Written instruction »
Starting from the line that contains "For this drill the class indicates the ear", reproduce each line exactly through the end of the material, and include no other lines.

[Records from a data collection]
>>>

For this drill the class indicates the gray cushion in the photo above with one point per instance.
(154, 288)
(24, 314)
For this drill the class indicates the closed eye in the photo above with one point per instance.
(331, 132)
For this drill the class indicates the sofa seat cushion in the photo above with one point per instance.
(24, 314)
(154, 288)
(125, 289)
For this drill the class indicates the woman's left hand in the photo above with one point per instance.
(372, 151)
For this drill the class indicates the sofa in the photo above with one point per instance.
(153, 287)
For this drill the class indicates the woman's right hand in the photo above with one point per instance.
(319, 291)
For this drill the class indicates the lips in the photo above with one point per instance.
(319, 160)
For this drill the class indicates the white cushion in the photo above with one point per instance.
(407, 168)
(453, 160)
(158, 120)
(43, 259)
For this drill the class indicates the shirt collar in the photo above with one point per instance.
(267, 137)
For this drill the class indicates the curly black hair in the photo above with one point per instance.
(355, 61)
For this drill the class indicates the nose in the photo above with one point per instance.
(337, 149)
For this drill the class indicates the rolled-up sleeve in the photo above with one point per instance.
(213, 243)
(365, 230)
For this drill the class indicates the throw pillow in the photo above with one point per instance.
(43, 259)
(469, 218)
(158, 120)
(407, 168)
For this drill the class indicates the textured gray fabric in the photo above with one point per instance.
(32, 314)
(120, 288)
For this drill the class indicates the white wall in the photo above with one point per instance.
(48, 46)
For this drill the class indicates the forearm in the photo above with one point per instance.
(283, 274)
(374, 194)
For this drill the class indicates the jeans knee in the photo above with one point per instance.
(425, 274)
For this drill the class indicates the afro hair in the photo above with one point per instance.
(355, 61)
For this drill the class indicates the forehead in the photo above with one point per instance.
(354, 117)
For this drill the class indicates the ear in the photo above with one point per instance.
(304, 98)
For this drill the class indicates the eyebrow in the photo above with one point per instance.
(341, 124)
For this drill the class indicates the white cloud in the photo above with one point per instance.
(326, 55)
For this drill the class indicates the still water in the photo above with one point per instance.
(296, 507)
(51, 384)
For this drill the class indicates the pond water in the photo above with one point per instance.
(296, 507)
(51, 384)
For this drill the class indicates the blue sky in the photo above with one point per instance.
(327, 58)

<<<

Answer to the problem »
For this drill the class indicates the ear in the photo above with one point per instance.
(304, 98)
For this drill the class indicates the eyebrow in the photo above with one point per instance.
(341, 124)
For this drill the class indicates the white cloud in the photo above with one point per instance.
(326, 55)
For this drill the class indicates the still water in the photo above with one point per instance.
(296, 507)
(51, 384)
For this drill the class indicates the pond water in the photo above with one point per instance.
(296, 507)
(51, 384)
For this drill the class indicates the blue sky in the photo above with one point per instance.
(327, 58)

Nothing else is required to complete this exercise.